INSTRUCCIONES DE LA TAREA — Transcribe sin cambios el tramo del fragmento sobre la controversia en defensa de la fe que va desde "En respuesta a" hasta "sea totalmente franca.", ambos incluidos.

FRAGMENTO DE TEXTO —
____________________

Los hombres, una vez más, nos dicen que nuestra predicación debe ser positiva y no negativa, que podemos predicar la verdad sin atacar el error. Pero si seguimos ese consejo tendremos que cerrar nuestra Biblia y desertar de sus enseñanzas. El Nuevo Testamento es un libro polémico casi de principio a fin. Hace algunos años estuve en una reunión de profesores de la Biblia en las universidades y otras instituciones educativas de Estados Unidos. Uno de los profesores de teología más eminentes del país pronunció un discurso. En él admitió que hay controversias desafortunadas sobre la doctrina en las epístolas de Pablo; pero, dijo en efecto, la verdadera esencia de la enseñanza de Pablo se encuentra en el himno al amor cristiano en el capítulo trece de 1 Corintios; y podemos evitar la controversia hoy, si solo dedicamos la atención principal a ese himno inspirador. En respuesta, me veo obligado a decir que el ejemplo fue singularmente mal elegido. Ese himno al amor cristiano se encuentra en medio de un gran pasaje polémico; nunca habría sido escrito si Pablo se hubiera opuesto a la controversia con el error en la Iglesia. Fue porque su alma estaba conmovida en su interior por un mal uso de los dones espirituales que pudo escribir ese glorioso himno. Así sucede siempre en la Iglesia. Casi puede decirse que toda gran expresión cristiana nace en la controversia. Es cuando los hombres se han sentido obligados a tomar posición contra el error cuando se han elevado a las alturas realmente grandes en la celebración de la verdad.
Pero al defender la fe contra el ataque que se le hace tanto fuera como dentro de la Iglesia, ¿qué método de defensa debe emplearse?
En respuesta a esta pregunta, solo tengo tiempo para decir dos cosas. En primer lugar, la defensa, con la polémica que implica, debe ser perfectamente abierta y sin tapujos. Acabo de decir que creo en la controversia. Pero en la controversia intento observar la Regla de Oro; intento hacer a los demás lo que me gustaría que me hicieran a mí. Y el tipo de controversia que me agrada en un oponente es una controversia que sea totalmente franca.

____________________

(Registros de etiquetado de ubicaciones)

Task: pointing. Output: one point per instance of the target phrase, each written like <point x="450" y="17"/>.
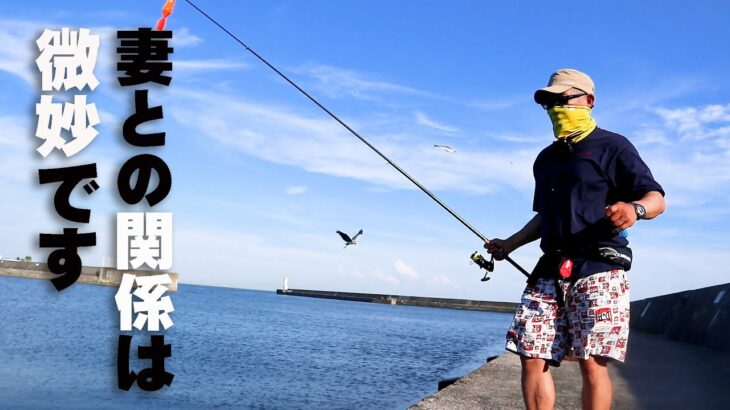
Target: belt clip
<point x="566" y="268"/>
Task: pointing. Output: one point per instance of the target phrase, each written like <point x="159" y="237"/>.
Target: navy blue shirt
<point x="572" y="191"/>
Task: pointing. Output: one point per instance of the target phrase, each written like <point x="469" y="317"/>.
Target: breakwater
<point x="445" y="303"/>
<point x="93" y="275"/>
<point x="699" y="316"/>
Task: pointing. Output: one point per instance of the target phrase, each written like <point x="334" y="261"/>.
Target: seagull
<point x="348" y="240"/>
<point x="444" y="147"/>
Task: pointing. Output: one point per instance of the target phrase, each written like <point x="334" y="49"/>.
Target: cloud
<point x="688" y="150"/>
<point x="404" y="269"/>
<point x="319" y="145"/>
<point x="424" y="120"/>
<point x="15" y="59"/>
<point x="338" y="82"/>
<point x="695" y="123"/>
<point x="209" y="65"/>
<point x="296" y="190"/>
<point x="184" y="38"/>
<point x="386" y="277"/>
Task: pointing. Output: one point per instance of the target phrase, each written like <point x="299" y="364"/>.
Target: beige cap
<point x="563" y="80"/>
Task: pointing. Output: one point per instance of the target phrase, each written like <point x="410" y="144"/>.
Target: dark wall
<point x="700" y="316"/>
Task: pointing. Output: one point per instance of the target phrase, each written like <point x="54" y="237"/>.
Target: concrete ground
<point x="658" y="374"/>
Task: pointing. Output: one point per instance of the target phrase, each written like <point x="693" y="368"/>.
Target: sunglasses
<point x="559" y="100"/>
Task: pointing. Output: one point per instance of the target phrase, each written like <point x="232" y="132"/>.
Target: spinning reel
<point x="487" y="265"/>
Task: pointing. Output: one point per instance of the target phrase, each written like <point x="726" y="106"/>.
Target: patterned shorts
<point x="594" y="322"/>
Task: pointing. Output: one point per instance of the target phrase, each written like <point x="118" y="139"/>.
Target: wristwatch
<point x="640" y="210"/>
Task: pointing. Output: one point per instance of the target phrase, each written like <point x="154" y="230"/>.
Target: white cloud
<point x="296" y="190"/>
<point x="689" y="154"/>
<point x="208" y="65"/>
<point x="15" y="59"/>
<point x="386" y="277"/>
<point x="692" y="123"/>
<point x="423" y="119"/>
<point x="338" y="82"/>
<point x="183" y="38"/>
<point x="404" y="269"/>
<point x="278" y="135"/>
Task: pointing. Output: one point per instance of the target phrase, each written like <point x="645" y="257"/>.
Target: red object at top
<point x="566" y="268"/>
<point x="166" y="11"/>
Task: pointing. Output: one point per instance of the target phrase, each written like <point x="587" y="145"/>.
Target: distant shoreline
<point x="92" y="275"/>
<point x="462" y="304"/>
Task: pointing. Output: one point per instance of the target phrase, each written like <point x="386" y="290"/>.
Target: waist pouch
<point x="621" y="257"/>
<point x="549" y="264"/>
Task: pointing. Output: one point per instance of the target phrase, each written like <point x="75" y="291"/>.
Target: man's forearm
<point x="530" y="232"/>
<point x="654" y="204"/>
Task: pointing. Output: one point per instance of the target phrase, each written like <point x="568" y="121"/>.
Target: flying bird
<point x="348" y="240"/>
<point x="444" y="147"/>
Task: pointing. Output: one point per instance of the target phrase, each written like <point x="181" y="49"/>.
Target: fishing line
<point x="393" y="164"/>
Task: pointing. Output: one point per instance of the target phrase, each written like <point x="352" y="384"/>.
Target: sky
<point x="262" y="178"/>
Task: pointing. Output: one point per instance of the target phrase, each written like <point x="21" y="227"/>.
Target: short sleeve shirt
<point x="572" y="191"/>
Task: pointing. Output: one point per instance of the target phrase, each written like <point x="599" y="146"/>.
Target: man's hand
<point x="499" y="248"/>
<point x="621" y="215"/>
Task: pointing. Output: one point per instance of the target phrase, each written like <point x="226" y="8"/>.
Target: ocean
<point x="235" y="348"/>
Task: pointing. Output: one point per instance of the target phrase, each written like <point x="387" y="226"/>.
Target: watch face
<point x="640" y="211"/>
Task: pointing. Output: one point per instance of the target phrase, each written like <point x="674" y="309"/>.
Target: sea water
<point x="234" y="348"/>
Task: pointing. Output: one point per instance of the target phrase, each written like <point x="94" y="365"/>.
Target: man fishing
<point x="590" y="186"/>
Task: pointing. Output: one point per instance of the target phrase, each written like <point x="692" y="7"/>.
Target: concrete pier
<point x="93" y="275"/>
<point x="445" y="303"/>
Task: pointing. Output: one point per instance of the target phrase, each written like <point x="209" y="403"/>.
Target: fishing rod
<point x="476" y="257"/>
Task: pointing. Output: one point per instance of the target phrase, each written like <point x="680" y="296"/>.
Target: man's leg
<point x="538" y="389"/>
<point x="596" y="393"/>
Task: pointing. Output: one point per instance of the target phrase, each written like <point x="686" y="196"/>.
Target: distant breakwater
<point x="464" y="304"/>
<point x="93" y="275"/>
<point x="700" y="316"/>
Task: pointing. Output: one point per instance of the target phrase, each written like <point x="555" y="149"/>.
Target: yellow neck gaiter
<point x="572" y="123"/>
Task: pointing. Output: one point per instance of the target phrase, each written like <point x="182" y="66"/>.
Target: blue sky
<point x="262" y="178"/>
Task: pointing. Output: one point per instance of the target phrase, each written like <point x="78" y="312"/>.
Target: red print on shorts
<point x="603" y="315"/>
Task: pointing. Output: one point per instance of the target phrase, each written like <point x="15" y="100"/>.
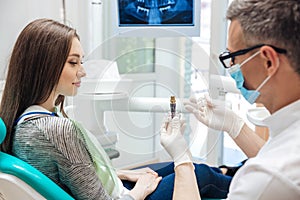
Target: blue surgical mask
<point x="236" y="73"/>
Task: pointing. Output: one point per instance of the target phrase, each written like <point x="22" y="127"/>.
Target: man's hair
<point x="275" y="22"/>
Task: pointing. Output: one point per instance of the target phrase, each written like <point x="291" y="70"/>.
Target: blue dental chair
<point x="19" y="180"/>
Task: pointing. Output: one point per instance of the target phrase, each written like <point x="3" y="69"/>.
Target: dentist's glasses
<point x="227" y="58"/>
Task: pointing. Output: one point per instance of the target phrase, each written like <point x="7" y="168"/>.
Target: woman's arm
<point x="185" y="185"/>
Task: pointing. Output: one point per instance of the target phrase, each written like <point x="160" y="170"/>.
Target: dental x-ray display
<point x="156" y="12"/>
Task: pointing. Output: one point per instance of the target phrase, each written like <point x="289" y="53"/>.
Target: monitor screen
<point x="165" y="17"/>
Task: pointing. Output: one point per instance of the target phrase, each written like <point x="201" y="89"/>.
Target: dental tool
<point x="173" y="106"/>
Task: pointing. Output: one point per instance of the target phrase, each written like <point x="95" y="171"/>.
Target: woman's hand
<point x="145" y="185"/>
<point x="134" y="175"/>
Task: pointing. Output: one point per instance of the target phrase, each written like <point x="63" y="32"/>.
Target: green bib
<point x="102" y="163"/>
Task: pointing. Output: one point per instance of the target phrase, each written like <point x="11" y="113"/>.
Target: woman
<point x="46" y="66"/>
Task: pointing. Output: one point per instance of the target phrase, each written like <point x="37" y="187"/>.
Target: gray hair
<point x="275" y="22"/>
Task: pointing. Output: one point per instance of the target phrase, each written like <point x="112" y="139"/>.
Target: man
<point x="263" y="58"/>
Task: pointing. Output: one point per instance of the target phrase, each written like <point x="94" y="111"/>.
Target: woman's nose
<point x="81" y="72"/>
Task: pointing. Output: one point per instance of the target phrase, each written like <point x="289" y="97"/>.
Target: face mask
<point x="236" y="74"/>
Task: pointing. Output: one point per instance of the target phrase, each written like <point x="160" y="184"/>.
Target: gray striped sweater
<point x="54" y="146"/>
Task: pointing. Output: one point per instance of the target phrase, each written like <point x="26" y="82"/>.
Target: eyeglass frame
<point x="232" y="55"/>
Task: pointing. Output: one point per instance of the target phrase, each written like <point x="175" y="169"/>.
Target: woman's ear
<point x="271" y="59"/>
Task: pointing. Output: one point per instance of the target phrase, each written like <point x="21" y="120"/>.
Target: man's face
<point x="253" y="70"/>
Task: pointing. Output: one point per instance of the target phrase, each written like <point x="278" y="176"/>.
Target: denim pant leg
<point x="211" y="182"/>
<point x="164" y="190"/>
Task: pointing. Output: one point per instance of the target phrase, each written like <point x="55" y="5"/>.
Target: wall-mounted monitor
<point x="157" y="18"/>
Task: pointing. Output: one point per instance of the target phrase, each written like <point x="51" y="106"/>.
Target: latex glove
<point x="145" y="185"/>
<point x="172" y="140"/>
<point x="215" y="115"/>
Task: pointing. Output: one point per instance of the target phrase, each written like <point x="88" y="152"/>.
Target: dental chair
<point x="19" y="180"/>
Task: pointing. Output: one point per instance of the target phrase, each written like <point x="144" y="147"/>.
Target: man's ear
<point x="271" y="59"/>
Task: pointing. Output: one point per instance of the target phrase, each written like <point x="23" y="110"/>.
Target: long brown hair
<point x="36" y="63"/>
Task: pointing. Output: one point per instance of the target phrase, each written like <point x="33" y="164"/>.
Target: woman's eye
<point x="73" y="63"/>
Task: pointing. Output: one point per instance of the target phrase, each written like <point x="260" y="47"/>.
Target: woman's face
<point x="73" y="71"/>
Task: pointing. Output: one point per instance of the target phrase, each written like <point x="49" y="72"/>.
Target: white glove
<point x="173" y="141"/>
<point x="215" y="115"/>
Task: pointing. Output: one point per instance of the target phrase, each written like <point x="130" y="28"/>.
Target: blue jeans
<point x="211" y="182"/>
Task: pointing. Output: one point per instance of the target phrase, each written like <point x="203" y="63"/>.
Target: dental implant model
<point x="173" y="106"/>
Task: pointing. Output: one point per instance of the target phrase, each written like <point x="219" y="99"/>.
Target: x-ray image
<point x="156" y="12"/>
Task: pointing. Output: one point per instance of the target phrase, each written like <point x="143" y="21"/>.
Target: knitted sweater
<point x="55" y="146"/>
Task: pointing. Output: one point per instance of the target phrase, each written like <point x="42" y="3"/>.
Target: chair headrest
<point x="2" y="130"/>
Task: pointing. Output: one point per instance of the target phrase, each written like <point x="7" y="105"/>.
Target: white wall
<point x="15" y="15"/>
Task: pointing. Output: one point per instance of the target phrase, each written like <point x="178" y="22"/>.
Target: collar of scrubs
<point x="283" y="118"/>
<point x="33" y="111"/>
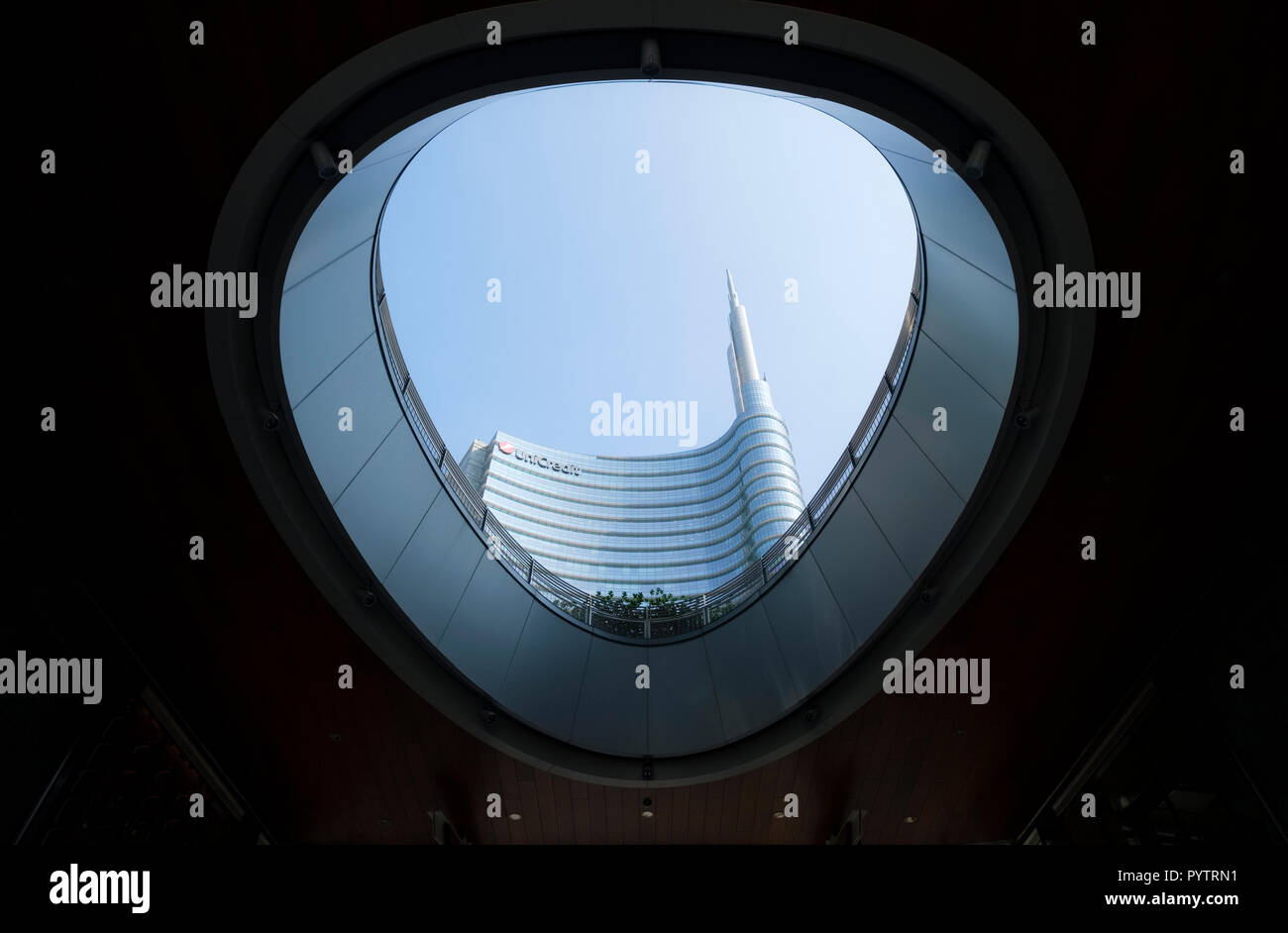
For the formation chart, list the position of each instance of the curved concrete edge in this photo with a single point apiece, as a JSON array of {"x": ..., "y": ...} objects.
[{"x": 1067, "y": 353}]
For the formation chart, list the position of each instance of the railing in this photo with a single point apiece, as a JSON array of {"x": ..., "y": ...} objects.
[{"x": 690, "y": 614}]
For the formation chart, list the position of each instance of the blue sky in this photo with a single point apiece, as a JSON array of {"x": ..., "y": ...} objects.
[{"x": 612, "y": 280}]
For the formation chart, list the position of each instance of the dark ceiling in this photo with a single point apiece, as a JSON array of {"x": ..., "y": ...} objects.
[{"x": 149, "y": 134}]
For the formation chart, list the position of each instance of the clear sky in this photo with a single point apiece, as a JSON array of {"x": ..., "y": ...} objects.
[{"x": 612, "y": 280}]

____________________

RESPUESTA COMPLETA —
En respuesta a esta pregunta, solo tengo tiempo para decir dos cosas. En primer lugar, la defensa, con la polémica que implica, debe ser perfectamente abierta y sin tapujos. Acabo de decir que creo en la controversia. Pero en la controversia intento observar la Regla de Oro; intento hacer a los demás lo que me gustaría que me hicieran a mí. Y el tipo de controversia que me agrada en un oponente es una controversia que sea totalmente franca.